• **SUPPLIED TEXT**
■ ■ ■ ■ ■
We used 454-pyrosequencing sequencing to generate ~760,000 transcript sequences from an 8th generation white clover inbred line. These were assembled and partially annotated to yield a reference transcript set comprising 71,545 sequences. We subsequently performed Illumina sequencing on three further white clover samples, generating 14 million transcript reads from a mixed sample comprising 24 divergent white clover genotypes, and 50 million reads on two further eighth generation white clover inbred lines. Mapping these reads to the reference transcript set allowed us to develop a significant SNP resource for white clover, and to partition the SNPs from the inbred lines into categories reflecting allelic or homeolog-specific variation. The potential for using haplotype reconstruction and progenitor genome comparison to assign haplotypes to specific ancestral sub-genomes of white clover is demonstrated for sequences corresponding to genes encoding dehydration responsive element binding protein and acyl-coA oxidase.
In total, 208,854 independent SNPs in 31,715 reference sequences were discovered, approximately three quarters of which were categorised as representing allelic or homeolog-specific variation using two inbred lines. This represents a significant resource for white clover genomics and genetics studies. We discuss the potential to extend the analysis to identify a “core set” of ancestrally derived homeolog specific variants in white clover.
■ ■ ■ ■ ■
• **Stored dataset items**
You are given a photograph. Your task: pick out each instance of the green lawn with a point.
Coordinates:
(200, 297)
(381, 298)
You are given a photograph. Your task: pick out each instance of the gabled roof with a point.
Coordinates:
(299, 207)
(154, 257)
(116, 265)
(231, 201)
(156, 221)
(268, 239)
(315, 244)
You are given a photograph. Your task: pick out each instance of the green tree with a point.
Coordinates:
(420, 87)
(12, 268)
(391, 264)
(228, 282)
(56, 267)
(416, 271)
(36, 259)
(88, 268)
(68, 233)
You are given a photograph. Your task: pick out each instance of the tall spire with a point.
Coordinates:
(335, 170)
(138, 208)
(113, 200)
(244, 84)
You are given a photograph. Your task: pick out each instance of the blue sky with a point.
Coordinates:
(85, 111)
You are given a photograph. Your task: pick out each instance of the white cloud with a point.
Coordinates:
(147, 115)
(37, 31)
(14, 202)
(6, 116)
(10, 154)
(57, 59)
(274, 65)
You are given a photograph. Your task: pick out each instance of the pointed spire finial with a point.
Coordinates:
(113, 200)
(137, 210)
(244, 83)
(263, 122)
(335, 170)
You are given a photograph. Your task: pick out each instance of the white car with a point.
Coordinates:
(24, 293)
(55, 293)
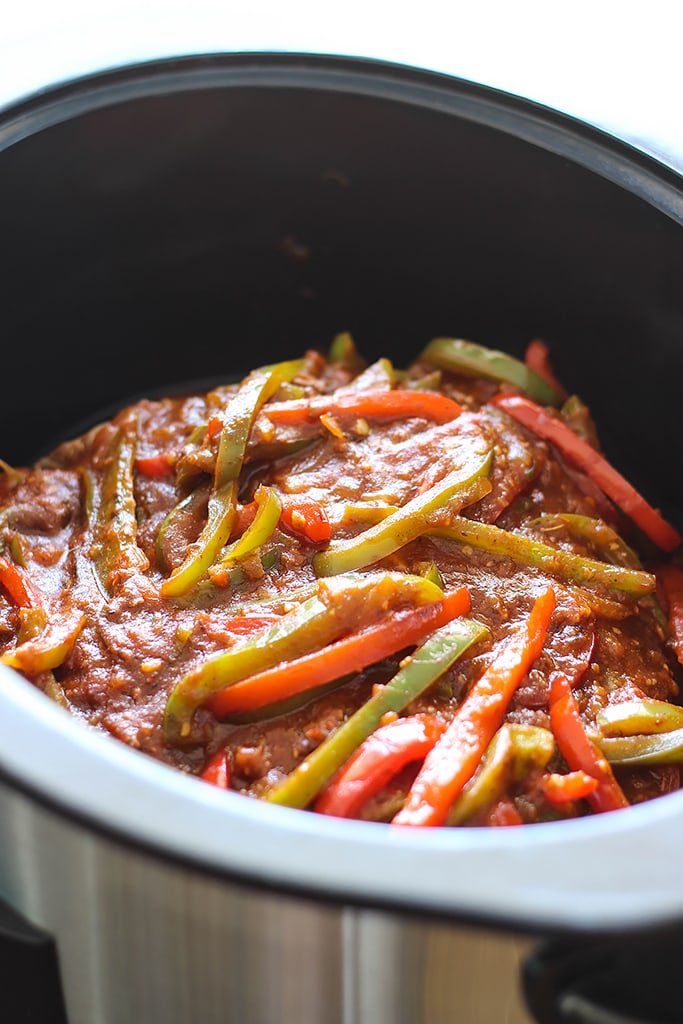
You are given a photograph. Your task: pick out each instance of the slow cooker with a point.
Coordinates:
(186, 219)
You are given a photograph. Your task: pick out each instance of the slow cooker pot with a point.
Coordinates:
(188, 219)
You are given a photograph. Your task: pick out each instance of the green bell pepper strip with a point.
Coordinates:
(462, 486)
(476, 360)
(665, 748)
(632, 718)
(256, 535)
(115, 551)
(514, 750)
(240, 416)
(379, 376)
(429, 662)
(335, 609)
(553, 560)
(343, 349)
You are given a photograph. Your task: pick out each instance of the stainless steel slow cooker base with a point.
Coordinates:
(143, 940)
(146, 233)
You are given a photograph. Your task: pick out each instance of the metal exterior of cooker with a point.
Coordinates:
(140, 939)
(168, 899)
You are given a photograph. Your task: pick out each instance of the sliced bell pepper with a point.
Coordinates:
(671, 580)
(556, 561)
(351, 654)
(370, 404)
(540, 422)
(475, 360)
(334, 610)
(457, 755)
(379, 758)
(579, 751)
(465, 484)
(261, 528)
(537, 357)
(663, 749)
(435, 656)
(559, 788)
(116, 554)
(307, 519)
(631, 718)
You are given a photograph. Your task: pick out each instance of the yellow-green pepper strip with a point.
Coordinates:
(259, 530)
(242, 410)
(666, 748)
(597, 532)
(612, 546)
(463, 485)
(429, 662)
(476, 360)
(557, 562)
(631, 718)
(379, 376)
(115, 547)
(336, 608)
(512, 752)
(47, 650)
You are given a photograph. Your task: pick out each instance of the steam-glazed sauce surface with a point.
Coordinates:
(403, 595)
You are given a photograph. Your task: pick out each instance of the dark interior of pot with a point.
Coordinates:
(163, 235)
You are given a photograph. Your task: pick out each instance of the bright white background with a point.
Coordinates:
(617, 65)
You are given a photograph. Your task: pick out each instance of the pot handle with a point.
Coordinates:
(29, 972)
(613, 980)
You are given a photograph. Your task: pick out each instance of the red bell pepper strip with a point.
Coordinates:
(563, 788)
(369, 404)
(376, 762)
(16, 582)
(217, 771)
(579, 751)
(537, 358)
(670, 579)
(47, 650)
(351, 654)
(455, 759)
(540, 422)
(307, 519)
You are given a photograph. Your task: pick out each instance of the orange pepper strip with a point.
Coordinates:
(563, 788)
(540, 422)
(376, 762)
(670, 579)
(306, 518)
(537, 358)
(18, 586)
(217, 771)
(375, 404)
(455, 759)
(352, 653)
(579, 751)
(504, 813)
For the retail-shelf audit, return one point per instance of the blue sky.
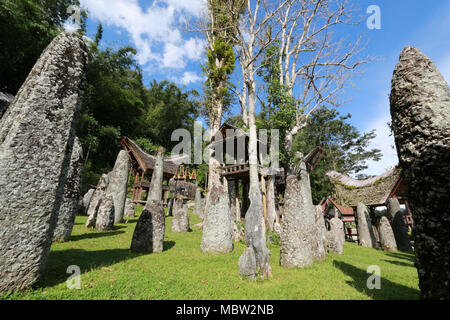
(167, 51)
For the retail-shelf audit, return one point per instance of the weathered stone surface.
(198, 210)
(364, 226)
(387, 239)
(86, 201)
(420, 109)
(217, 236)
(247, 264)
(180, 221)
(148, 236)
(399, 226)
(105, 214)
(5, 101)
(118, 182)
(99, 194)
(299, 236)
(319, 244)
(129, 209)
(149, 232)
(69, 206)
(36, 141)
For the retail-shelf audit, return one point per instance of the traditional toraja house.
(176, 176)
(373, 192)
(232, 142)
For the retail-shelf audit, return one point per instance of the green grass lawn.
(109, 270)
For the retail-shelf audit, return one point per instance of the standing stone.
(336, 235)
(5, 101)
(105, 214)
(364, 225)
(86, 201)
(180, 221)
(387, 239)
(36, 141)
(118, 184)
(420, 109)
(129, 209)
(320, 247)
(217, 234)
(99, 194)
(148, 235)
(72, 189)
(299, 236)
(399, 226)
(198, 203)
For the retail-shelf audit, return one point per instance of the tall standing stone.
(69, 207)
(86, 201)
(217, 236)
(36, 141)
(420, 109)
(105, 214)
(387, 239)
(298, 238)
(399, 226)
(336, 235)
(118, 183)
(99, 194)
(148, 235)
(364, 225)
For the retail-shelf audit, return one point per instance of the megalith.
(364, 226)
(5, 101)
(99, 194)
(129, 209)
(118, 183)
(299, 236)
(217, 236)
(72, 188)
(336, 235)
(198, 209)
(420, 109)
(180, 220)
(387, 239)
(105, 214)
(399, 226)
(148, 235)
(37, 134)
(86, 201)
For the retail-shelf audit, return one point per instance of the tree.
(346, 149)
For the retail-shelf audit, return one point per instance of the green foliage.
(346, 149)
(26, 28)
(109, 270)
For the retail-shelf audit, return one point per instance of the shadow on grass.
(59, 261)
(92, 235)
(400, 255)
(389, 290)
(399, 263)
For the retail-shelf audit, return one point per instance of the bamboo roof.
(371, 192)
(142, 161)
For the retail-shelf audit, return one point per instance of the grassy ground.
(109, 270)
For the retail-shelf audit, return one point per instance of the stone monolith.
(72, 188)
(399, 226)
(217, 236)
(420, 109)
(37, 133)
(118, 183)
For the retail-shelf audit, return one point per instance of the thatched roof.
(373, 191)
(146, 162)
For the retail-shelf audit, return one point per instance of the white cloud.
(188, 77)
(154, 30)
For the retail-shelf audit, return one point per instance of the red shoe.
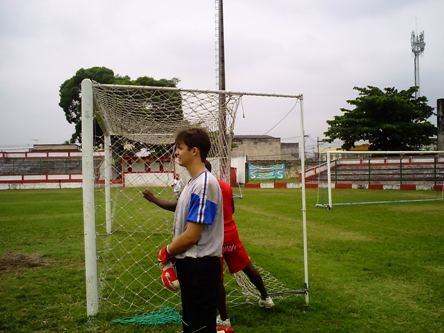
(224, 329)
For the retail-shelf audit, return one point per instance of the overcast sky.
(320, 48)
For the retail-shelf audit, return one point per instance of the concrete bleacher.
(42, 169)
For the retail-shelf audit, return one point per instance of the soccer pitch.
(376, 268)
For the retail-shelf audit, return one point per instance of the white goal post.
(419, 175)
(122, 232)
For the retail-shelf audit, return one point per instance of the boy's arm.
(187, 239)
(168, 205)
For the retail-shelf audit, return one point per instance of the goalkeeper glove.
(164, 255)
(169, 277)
■ ■ ■ ■ ■
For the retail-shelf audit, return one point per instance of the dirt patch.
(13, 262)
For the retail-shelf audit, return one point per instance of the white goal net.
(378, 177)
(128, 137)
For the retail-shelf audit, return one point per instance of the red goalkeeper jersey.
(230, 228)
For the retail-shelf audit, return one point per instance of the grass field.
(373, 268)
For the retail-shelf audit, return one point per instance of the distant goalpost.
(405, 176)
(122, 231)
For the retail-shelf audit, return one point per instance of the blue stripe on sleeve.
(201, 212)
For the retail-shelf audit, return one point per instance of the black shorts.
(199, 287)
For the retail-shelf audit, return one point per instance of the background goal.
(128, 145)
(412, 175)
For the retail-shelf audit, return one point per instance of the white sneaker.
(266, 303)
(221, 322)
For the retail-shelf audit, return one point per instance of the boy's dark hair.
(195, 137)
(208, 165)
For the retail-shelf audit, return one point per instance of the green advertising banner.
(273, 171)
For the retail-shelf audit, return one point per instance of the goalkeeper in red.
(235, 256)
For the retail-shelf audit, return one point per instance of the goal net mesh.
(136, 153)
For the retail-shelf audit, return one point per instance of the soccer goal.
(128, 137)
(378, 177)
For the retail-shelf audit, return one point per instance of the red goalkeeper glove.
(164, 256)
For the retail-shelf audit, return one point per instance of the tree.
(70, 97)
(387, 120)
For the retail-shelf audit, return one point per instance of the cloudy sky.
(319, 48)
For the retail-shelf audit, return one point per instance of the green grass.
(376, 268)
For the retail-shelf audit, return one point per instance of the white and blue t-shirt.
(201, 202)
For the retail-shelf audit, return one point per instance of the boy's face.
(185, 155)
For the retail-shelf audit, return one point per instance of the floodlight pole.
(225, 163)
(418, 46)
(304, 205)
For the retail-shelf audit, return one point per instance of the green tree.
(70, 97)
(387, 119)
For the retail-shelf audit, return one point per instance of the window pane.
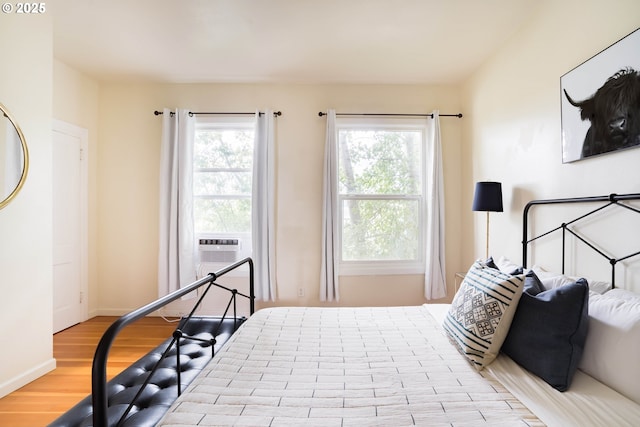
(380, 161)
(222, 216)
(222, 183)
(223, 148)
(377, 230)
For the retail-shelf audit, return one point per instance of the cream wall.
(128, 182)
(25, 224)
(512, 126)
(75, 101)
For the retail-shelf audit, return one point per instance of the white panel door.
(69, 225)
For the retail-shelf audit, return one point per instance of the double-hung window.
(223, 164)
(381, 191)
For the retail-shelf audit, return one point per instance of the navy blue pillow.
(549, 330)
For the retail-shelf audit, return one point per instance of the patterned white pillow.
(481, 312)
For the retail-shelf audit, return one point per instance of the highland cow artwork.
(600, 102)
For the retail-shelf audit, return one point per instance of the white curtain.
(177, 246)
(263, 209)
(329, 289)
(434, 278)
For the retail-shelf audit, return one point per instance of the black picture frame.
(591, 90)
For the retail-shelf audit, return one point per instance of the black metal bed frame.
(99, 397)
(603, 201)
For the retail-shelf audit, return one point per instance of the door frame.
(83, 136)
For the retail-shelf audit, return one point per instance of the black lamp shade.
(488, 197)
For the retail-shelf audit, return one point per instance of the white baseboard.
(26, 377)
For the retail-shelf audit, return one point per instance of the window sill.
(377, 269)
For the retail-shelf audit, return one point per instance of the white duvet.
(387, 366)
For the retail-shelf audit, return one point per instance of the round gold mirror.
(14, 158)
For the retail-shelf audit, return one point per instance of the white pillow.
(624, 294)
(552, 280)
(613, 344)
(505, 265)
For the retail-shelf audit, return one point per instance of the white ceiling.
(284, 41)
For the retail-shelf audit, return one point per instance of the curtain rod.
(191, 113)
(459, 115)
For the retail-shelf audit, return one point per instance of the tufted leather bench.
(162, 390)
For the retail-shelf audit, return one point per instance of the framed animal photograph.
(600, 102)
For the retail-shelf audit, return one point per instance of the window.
■ ■ ■ ■ ■
• **TASK INSTRUCTIONS**
1. List every count of sequences or reads reported in the white clover abstract, and say what each count describes.
2. According to the white clover abstract, how many independent SNPs were discovered in total?
3. How would you translate this sentence from the white clover abstract into Spanish: "This represents a significant resource for white clover genomics and genetics studies."

• **OUTPUTS IN ORDER**
1.
- ~760,000: transcript sequences generated by 454-pyrosequencing from an 8th generation white clover inbred line
- 71,545: sequences in the assembled reference transcript set
- 14 million: Illumina transcript reads from a mixed sample of 24 divergent white clover genotypes
- 50 million: reads from two further eighth generation white clover inbred lines
- 31,715: reference sequences in which the SNPs were discovered

2. 208,854 independent SNPs were discovered, in 31,715 reference sequences.

3. Esto representa un recurso significativo para los estudios de genómica y genética del trébol blanco.